**Objective:**
Collect every line of the material below that contains the string "hair" and copy each one in full. Matching is case-sensitive.

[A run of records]
- - - -

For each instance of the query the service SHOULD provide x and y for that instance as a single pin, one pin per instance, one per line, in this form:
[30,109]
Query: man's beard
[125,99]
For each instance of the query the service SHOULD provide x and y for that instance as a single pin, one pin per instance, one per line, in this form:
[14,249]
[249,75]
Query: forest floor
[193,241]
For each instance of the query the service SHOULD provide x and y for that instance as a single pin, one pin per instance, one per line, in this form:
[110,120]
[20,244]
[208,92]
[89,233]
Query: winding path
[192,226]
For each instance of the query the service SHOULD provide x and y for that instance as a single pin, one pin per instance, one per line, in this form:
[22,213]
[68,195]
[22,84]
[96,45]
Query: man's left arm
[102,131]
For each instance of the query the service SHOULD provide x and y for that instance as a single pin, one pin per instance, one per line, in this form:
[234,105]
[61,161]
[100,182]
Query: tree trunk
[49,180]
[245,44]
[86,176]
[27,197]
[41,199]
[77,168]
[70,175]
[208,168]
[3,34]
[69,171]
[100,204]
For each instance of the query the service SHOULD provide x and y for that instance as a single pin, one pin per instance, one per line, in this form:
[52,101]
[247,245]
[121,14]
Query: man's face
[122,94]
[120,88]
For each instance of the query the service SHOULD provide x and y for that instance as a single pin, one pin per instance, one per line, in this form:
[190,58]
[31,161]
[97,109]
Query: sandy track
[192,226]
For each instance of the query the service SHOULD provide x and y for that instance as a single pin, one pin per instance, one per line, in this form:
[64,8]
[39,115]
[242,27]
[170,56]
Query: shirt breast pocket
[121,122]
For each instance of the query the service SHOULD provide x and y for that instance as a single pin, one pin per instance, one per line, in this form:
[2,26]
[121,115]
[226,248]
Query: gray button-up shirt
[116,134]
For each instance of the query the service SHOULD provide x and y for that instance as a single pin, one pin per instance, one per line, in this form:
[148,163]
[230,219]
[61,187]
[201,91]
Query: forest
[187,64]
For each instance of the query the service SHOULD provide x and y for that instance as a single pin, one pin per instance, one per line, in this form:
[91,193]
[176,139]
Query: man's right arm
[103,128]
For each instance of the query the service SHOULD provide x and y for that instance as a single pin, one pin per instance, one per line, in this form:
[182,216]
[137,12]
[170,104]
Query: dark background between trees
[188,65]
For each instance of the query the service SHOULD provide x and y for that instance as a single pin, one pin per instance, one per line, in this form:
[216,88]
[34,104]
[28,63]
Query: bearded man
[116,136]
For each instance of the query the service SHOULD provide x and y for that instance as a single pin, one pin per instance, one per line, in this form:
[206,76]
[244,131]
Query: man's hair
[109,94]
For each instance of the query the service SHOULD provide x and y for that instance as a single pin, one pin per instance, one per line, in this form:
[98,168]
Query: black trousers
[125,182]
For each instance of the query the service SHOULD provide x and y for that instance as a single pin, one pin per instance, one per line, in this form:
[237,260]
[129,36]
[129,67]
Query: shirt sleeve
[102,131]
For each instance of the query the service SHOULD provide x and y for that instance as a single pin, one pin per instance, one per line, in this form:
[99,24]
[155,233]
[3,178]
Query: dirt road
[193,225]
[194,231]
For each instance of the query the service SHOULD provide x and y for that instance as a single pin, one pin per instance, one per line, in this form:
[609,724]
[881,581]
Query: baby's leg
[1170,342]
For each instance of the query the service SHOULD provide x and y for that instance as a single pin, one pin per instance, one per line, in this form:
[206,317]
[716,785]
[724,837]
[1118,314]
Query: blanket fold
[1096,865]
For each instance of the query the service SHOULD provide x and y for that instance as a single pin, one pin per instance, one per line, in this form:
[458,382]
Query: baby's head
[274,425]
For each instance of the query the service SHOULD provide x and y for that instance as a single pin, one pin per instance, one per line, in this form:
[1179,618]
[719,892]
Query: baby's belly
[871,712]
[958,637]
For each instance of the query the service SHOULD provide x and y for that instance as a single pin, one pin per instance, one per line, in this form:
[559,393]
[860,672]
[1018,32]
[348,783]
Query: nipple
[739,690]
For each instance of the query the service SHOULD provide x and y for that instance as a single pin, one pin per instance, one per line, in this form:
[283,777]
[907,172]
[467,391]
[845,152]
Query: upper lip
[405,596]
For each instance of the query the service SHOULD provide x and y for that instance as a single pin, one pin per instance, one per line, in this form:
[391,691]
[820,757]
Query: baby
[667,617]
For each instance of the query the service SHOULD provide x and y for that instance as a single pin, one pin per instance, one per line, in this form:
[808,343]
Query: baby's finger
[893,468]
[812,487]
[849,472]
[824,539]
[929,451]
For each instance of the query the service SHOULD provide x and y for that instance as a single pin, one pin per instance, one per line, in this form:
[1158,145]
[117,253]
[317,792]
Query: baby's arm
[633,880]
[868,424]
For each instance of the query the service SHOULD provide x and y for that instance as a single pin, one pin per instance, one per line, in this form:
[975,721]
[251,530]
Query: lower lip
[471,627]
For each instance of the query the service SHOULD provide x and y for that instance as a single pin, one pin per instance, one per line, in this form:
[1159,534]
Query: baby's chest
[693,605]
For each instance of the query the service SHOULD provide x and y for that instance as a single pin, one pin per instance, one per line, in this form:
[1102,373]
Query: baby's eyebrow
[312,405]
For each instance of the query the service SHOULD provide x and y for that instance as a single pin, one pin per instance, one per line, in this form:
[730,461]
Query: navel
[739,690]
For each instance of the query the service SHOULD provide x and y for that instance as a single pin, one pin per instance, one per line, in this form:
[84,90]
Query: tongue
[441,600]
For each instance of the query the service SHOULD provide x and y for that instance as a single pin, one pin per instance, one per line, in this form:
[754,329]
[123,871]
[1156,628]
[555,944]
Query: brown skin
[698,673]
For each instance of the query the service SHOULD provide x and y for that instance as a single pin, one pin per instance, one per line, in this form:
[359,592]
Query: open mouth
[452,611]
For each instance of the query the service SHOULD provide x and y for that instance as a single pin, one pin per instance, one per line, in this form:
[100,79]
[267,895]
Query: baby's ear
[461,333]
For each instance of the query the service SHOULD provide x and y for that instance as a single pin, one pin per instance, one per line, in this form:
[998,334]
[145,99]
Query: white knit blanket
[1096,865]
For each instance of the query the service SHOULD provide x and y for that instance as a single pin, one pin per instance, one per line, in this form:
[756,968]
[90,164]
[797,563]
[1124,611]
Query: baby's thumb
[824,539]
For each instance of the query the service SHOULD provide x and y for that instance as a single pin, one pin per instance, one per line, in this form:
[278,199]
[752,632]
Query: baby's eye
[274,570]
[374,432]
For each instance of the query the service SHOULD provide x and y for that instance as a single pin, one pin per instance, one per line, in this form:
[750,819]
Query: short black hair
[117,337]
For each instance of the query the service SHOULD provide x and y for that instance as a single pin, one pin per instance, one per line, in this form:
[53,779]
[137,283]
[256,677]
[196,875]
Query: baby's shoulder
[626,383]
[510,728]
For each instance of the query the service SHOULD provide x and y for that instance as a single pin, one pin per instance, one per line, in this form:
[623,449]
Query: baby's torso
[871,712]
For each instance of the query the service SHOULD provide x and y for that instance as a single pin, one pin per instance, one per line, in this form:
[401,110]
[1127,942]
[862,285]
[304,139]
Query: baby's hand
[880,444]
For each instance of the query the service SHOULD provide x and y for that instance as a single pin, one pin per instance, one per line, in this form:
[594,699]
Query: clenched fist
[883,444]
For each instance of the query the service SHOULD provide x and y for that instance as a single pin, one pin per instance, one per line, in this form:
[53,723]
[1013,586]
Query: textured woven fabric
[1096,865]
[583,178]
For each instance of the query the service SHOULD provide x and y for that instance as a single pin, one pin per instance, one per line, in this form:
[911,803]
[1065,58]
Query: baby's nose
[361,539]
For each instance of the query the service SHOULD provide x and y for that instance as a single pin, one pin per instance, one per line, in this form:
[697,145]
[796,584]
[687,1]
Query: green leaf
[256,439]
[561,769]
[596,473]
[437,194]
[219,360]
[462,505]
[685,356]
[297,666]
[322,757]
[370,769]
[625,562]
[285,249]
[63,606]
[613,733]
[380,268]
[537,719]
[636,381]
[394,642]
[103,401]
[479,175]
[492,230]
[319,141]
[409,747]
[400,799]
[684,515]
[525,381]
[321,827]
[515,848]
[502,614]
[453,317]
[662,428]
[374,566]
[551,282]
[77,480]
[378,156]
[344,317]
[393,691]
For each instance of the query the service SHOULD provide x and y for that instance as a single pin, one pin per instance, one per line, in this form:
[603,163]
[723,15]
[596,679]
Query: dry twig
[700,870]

- - - -

**Correct result:**
Query: man's hair
Query: short black hair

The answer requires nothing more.